● To be done:
Identify every line in the material below that contains the string "shoreline", and copy each one out.

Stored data
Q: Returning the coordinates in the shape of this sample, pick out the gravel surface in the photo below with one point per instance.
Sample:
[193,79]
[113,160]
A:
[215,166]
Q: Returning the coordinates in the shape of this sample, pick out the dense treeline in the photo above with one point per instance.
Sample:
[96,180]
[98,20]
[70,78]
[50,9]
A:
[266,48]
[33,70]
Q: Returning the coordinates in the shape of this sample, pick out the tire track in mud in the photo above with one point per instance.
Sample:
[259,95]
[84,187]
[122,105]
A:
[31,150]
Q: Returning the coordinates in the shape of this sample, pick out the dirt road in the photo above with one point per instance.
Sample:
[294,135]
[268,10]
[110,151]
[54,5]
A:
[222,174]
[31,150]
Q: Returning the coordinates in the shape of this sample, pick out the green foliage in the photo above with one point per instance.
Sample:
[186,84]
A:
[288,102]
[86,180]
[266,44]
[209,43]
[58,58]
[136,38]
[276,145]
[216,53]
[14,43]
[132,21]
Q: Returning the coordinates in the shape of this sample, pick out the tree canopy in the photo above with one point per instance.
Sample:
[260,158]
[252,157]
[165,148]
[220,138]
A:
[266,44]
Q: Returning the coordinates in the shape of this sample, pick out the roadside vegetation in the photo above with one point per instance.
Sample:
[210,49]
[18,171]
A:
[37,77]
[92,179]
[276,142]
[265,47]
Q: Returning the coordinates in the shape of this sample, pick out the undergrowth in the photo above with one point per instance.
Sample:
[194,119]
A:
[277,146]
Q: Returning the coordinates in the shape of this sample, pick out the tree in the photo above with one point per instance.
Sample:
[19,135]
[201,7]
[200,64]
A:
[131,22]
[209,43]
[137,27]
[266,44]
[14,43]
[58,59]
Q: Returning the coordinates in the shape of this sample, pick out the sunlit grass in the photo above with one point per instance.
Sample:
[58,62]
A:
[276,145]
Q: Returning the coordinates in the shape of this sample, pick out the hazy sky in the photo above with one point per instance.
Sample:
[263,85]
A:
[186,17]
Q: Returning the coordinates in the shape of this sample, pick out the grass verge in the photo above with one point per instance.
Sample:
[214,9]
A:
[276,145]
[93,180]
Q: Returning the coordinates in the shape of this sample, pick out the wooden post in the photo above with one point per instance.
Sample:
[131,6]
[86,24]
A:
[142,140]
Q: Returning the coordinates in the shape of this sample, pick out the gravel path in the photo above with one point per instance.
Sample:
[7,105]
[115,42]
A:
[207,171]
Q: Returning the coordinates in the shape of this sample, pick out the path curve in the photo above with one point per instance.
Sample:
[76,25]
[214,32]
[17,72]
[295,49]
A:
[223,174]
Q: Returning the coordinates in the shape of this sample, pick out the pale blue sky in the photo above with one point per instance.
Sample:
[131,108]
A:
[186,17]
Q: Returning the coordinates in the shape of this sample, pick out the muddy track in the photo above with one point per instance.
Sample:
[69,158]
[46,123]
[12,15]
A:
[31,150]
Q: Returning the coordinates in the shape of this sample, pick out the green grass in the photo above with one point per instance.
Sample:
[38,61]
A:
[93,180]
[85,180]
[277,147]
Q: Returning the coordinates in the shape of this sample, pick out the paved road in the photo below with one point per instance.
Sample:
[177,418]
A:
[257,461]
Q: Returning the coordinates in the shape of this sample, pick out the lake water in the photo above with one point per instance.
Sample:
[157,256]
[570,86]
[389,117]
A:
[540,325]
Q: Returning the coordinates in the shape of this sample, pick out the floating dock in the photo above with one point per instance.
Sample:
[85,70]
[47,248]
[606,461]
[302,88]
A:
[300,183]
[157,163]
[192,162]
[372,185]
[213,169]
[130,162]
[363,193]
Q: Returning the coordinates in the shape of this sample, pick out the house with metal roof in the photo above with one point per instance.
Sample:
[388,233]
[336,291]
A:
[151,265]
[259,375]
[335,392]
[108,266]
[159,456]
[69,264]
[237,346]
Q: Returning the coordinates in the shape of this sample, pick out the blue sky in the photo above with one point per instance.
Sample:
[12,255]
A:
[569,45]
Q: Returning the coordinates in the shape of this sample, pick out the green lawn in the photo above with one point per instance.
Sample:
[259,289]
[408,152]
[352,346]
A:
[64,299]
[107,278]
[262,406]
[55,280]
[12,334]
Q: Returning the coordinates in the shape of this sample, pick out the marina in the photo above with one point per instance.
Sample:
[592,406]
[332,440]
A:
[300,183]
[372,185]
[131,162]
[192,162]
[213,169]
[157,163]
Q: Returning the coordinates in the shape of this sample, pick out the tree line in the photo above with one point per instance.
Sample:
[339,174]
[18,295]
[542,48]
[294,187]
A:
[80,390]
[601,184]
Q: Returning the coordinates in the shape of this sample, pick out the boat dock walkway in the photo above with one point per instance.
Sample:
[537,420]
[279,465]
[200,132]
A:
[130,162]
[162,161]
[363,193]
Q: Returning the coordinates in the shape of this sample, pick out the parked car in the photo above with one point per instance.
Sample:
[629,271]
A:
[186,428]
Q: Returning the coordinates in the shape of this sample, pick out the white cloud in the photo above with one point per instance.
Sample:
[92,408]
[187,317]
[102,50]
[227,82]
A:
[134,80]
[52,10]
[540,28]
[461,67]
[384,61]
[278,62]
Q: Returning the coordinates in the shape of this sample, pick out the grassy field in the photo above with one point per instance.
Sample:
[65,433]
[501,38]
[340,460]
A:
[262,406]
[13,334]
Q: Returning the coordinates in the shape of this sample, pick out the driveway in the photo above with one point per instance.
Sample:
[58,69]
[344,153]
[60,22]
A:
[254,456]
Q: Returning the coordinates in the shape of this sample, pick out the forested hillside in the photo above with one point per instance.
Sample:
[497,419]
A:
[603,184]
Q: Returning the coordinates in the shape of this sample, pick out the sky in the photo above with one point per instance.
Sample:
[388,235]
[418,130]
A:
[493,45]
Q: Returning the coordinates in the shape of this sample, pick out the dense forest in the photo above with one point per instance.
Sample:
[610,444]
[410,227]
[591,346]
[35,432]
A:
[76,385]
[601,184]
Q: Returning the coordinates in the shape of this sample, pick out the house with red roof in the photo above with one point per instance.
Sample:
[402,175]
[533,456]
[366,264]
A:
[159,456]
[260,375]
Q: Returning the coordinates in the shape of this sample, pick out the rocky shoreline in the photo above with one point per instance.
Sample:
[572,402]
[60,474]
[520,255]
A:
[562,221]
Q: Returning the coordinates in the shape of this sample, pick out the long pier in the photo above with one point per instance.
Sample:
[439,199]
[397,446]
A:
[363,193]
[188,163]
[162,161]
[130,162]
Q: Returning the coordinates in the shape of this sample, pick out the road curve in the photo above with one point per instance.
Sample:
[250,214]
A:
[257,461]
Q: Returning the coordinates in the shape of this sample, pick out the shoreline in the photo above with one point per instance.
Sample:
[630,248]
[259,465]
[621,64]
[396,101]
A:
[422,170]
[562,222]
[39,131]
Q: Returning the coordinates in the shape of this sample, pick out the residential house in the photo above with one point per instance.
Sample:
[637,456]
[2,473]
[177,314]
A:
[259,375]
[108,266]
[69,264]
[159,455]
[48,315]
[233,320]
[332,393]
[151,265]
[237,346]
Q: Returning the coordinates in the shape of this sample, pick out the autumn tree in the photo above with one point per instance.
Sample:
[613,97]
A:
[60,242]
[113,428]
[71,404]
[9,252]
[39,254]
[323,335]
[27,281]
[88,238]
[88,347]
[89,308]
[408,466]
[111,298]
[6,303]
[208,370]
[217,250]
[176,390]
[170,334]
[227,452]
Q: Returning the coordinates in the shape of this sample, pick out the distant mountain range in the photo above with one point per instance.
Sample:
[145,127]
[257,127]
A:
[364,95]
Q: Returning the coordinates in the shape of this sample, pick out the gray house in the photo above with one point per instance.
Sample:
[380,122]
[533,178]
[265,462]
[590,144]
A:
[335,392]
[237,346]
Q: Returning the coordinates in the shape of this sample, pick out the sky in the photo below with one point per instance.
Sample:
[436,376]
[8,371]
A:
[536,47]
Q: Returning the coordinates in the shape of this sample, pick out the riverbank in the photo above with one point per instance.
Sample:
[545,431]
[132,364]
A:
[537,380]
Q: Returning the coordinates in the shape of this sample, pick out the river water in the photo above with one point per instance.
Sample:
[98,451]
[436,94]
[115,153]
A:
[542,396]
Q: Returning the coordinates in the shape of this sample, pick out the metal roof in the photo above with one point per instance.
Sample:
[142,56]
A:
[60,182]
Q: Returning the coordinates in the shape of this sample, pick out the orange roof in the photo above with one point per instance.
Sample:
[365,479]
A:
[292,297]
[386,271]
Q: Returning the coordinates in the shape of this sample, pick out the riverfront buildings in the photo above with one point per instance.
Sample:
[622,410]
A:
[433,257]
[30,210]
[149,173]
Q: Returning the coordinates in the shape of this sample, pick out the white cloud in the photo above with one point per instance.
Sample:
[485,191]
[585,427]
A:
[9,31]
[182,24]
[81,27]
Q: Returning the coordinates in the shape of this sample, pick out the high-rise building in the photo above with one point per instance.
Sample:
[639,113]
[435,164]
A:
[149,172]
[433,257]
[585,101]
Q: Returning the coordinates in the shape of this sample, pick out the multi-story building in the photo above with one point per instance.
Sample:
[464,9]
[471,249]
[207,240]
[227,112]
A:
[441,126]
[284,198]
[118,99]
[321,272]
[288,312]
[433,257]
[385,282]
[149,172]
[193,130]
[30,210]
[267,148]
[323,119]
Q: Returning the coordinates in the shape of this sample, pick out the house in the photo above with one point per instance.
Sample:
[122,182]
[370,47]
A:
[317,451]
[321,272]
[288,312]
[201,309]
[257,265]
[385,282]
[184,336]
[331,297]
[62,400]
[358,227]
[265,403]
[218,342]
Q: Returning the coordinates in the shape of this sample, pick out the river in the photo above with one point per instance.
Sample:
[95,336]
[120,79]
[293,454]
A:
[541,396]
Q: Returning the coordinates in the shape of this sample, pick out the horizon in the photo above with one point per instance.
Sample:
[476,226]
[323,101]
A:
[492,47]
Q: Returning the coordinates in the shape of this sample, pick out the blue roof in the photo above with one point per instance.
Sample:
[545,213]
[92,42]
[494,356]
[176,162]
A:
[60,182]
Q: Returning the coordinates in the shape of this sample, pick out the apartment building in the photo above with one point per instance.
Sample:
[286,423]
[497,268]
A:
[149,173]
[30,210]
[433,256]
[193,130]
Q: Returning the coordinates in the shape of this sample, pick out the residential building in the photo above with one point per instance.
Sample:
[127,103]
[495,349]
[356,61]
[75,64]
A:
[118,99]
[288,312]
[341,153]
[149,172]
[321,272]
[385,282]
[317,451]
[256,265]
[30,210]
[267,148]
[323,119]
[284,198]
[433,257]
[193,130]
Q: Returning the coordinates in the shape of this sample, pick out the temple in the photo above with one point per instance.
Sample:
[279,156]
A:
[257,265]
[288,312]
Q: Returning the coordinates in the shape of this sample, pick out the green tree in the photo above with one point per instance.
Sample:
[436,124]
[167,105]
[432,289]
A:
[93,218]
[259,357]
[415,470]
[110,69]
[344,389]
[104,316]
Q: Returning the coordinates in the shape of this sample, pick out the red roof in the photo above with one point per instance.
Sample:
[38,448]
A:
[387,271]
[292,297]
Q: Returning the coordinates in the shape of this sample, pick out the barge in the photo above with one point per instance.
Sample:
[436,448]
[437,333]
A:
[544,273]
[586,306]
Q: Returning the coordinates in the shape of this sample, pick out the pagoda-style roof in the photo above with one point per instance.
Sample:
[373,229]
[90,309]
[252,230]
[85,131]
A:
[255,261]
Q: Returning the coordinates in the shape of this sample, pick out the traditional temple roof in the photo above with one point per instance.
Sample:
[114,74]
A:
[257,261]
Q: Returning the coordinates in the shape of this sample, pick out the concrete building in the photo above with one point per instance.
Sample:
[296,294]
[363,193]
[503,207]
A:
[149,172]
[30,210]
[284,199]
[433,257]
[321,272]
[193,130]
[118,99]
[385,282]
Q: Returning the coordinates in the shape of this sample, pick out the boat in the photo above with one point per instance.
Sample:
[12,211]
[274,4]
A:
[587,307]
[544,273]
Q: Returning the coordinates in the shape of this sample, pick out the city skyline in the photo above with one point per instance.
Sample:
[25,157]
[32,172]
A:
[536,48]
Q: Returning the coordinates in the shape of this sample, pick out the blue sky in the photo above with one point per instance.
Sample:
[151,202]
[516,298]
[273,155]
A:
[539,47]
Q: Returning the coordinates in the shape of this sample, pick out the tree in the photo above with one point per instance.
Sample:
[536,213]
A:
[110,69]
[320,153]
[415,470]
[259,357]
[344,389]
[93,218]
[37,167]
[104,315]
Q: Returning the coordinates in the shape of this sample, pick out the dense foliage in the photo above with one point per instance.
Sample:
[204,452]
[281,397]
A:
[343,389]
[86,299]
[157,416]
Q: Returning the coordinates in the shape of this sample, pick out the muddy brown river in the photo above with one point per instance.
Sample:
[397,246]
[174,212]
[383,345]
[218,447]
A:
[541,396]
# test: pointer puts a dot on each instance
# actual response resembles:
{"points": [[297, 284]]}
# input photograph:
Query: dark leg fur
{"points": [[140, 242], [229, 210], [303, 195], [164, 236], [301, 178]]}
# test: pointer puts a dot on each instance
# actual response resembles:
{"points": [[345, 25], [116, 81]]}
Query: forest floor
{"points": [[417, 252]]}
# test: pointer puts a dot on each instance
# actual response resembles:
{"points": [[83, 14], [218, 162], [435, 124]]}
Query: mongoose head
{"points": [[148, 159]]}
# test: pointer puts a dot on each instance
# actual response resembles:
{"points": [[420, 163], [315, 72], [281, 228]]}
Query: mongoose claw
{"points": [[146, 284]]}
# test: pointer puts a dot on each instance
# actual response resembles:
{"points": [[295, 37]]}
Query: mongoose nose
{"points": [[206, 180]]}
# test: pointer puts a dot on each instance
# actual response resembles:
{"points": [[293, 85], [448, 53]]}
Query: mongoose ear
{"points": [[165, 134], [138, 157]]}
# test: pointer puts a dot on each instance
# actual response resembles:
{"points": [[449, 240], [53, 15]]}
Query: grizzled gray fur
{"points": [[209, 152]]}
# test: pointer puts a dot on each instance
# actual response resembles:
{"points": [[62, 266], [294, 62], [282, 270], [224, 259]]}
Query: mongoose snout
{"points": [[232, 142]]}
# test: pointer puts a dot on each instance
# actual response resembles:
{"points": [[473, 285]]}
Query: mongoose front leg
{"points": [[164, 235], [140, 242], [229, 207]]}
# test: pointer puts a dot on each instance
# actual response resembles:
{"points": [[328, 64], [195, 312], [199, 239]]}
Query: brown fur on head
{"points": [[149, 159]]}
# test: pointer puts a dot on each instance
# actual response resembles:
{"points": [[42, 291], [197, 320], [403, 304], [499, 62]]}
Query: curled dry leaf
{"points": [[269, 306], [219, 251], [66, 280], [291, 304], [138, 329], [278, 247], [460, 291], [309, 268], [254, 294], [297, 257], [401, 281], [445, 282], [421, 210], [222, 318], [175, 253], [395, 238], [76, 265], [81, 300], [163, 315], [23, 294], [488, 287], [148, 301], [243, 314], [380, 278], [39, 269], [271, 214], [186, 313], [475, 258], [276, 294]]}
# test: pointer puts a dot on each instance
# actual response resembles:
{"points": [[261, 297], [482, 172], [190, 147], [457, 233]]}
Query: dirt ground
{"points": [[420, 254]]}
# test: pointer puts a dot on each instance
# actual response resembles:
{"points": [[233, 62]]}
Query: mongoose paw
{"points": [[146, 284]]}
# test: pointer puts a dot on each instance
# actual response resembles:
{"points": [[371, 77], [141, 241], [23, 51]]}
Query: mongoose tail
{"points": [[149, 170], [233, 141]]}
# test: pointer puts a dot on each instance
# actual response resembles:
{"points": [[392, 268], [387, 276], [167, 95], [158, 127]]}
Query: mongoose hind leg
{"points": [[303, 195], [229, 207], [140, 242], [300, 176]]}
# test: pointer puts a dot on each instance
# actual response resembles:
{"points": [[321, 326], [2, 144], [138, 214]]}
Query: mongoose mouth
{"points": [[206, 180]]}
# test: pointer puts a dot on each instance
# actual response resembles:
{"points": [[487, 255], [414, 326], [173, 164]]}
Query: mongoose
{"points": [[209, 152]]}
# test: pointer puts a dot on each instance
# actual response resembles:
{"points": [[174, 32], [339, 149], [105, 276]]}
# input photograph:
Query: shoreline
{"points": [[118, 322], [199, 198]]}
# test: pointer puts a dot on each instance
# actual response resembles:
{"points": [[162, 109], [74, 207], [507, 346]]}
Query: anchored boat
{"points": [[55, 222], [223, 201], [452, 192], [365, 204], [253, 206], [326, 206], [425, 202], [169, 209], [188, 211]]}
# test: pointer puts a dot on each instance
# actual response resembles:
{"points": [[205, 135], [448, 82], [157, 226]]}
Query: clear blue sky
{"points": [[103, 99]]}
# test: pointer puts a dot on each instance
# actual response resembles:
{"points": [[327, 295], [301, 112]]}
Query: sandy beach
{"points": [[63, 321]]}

● Solution to the problem:
Q: Returning the coordinates in the shape of this sample, pick out the rocky shoreline in the photo above with one point per instance.
Q: Returning the coordinates in the shape of this sample, pick out the shoreline in the photo above with one point per instance.
Query: shoreline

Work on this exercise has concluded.